* **HOW TO COMPLETE THIS TASK**:
The full set of records needs to be retyped exactly.

* **SUPPLIED RECORDS**:
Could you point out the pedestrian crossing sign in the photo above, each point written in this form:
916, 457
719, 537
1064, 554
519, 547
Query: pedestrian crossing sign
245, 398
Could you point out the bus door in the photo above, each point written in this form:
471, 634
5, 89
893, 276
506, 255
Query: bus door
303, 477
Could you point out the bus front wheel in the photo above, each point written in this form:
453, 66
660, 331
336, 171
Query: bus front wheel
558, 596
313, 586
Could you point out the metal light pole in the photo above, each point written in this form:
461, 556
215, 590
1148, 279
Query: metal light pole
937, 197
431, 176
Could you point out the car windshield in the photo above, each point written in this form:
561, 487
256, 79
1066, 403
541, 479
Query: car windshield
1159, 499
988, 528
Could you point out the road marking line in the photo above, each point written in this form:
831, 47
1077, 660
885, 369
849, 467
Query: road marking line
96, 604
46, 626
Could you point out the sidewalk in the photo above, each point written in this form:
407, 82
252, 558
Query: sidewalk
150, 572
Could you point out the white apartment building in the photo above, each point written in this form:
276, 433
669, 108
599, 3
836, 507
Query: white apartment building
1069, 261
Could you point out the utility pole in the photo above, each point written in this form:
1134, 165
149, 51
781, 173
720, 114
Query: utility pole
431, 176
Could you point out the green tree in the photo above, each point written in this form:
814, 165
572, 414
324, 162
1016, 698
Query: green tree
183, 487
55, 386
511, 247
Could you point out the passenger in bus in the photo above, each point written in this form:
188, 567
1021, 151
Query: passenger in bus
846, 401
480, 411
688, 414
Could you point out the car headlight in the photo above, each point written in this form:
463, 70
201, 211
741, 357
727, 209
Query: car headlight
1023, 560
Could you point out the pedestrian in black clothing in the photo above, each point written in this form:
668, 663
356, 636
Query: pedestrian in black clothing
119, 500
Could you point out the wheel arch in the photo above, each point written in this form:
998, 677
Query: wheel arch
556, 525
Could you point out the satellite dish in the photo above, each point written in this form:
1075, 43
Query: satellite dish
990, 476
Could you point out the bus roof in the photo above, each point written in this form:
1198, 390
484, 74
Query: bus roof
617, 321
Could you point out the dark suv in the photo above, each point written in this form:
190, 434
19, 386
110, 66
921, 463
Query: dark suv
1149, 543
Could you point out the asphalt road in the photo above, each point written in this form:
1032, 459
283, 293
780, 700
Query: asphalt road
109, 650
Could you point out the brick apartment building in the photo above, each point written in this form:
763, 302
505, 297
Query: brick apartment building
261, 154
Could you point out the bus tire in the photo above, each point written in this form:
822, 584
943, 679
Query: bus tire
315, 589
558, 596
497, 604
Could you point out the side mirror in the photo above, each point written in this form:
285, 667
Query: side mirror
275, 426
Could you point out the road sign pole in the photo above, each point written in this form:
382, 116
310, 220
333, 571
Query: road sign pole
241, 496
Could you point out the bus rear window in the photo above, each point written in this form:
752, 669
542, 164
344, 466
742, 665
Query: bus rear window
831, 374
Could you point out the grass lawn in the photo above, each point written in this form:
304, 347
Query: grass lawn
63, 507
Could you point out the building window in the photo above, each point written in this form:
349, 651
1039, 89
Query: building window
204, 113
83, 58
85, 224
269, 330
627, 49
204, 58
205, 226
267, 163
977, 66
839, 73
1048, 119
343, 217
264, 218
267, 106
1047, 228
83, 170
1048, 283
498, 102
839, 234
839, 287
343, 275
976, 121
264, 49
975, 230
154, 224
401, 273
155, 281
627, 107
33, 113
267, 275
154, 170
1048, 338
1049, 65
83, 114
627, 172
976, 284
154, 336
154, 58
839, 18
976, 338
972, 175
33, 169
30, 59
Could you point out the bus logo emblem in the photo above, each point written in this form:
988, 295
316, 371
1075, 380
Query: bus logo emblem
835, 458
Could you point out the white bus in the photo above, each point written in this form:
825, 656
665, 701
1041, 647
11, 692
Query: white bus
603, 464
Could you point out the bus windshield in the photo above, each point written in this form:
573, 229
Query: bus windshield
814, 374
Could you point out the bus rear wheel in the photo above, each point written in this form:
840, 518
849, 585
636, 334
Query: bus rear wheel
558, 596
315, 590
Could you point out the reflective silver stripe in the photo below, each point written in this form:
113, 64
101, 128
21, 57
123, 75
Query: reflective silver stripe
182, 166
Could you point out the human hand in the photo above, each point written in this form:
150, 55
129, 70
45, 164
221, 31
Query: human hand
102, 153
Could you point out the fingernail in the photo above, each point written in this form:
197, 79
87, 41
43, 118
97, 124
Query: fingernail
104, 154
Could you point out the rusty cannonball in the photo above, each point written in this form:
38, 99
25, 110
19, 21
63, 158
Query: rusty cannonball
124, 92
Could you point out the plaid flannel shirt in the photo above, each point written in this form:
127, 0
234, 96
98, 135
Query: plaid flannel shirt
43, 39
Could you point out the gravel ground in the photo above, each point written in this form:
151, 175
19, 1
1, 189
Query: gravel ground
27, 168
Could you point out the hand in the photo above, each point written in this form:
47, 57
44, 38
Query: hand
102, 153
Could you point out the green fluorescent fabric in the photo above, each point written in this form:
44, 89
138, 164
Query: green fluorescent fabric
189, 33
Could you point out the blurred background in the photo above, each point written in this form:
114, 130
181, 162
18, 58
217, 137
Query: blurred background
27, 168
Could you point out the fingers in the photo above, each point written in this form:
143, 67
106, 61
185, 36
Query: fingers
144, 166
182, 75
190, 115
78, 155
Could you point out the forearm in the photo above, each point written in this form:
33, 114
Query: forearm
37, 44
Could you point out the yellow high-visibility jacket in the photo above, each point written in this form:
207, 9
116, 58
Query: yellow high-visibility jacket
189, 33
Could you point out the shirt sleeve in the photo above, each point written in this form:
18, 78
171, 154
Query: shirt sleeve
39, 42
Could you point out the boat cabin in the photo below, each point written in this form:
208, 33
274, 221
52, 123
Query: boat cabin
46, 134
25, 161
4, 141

* **TASK RESPONSE**:
Could you point out the pedestrian crossing sign in the photo above, each point written in this form:
916, 457
719, 537
1064, 554
519, 547
Query: pedestrian crossing sign
245, 398
Could you point out the bus door in the photo above, each point written in this form:
471, 634
5, 89
893, 276
506, 255
Query: bus door
303, 477
Could you point out the bus front wheel in the photo above, each point written in this form:
453, 66
660, 331
336, 171
Query: bus front wheel
558, 596
313, 586
Could you point out the metal light pole in the photo above, each point written in this form:
461, 556
215, 590
1148, 279
Query: metal light pole
937, 197
431, 176
Could you point out the car windshield in the photo above, each point written in this form:
561, 487
256, 79
1066, 403
541, 479
Query: car windshield
1159, 499
988, 528
Could you point out the road marking line in the photo above, each point written in this form:
831, 47
1077, 660
885, 369
849, 467
Query: road marking line
96, 604
46, 626
Could you point out the sidewalk in the photo above, each point written in this form:
407, 82
252, 558
Query: sidewalk
150, 572
Could you point out the white apartment building in the photo above, each point written in this form:
276, 433
669, 108
599, 3
836, 507
Query: white apartment building
1069, 261
Could you point out the utility pole in the photo above, each point written in this form:
1134, 165
149, 51
781, 173
720, 114
Query: utility pole
431, 176
Could you point out the green tree in the photo above, each point written in this form:
814, 165
572, 414
324, 162
1016, 698
Query: green tree
183, 487
55, 386
511, 247
Could you point out the passenger in bus in the photo above, each point written in this form:
188, 567
1021, 151
Query: passenger in bus
846, 401
480, 411
688, 414
Could you point out the car headlight in the photo above, each point written in this form:
463, 70
201, 211
741, 357
727, 209
Query: car headlight
1023, 560
Could you point out the pedestrian in black clothing in the photo above, each point written in this form:
668, 663
356, 636
Query: pedestrian in black clothing
119, 500
Could you point out the wheel arch in the photo above, each point written in this form:
998, 677
Query: wheel arch
556, 525
Could you point out the satellite dish in the photo above, each point written in this form:
1075, 43
Query: satellite dish
990, 476
Could you point out the bus roof in the photo above, each point written in this form:
1198, 390
484, 74
Query: bus roof
617, 321
Could you point out the dark suv in the photo above, each point written in this form:
190, 434
19, 386
110, 66
921, 463
Query: dark suv
1149, 543
Could you point out the asphalt road in the photo above, each point written in this form:
1032, 459
283, 293
780, 700
Query: asphalt road
109, 650
Could you point out the brick apartment building in the photo above, each point written in this form:
763, 302
505, 297
Query: brick apartment building
261, 154
Could you point out the bus tire in the photo above, each point written in this form:
822, 584
943, 679
Query: bus tire
315, 589
558, 596
497, 604
Could you point out the side mirror in the photo above, each point written in this form:
285, 667
Query: side mirror
275, 426
Could you point out the road sign pole in the photo above, each point written in this form:
382, 116
310, 220
333, 571
Query: road sign pole
241, 496
Could you point out the bus rear window in the photo above, each point written in this form:
752, 669
542, 164
344, 466
742, 665
Query: bus rear window
831, 374
Could you point out the grass lawn in the photo above, each point written in this form:
304, 347
Query: grass lawn
63, 507
Could you point out the building window in the photo above, each point written in this form:
349, 651
1039, 89
Query: building window
204, 113
83, 58
85, 224
269, 330
627, 49
204, 58
205, 226
267, 163
977, 66
839, 73
1048, 119
343, 217
264, 218
267, 106
1047, 228
83, 170
1048, 283
498, 102
839, 234
839, 287
343, 275
976, 121
264, 49
975, 230
154, 224
401, 273
155, 281
627, 107
33, 113
267, 275
154, 170
1048, 338
1049, 65
83, 114
627, 172
976, 284
154, 336
154, 58
839, 18
976, 338
972, 175
33, 169
30, 59
Could you point out the bus logo emblem in the photo above, each point written in this form:
988, 295
316, 371
1075, 380
Query: bus logo emblem
835, 458
Could you point out the white bus in the photo above, each point written in this form:
825, 656
665, 701
1041, 647
11, 692
Query: white bus
603, 464
Could you point out the bus windshield in the photo above, each point written in this form:
573, 229
Query: bus windshield
814, 374
Could you point out the bus rear wheel in the photo above, each point written in this form:
840, 518
849, 585
636, 334
Query: bus rear wheel
558, 596
315, 590
Could you point out the reflective silver stripe in the photo below, each point written in this form:
113, 64
101, 128
21, 57
123, 75
Query: reflective silver stripe
182, 166
Could you point out the human hand in the photo above, each point written in this form:
150, 55
129, 70
45, 164
221, 31
Query: human hand
102, 153
Could you point out the fingernail in the photo above, each point written in this form:
197, 79
87, 41
43, 118
97, 124
Query: fingernail
104, 154
Could you point out the rusty cannonball in the photo above, each point written in this form:
38, 99
25, 110
19, 21
63, 158
Query: rusty cannonball
124, 92
Could you point out the plaid flannel shirt in the photo above, each point written in this form:
127, 0
234, 96
98, 135
Query: plaid flannel shirt
43, 39
Could you point out the gravel ground in the photo above, each point written in this form:
151, 175
19, 1
1, 189
Query: gravel ground
27, 168
Could you point out the hand in the photo above, each point written in this form:
47, 57
44, 38
Query: hand
102, 153
Could you point out the green fluorescent fabric in the photo above, each point written in this form:
44, 89
138, 164
Query: green fluorescent fabric
189, 33
Could you point out the blurred background in the photo above, each point written in this form:
114, 130
181, 162
18, 58
217, 137
Query: blurred background
27, 168
Could you point out the fingers in the photo above, each point written in this form:
143, 67
106, 61
185, 36
Query: fingers
144, 166
182, 75
190, 115
78, 155
Could you point out the forearm in the photo above, each point written in this form:
33, 114
Query: forearm
37, 44
Could you point out the yellow high-visibility jacket in the photo above, each point written in this form:
207, 9
116, 58
Query: yellow high-visibility jacket
189, 33
Could you point out the shirt sleeve in the photo above, each point written in this form:
18, 78
171, 154
Query: shirt sleeve
39, 42
Could you point out the boat cabin in the photo below, each point written in this form:
208, 33
274, 221
52, 123
Query: boat cabin
46, 134
25, 161
4, 141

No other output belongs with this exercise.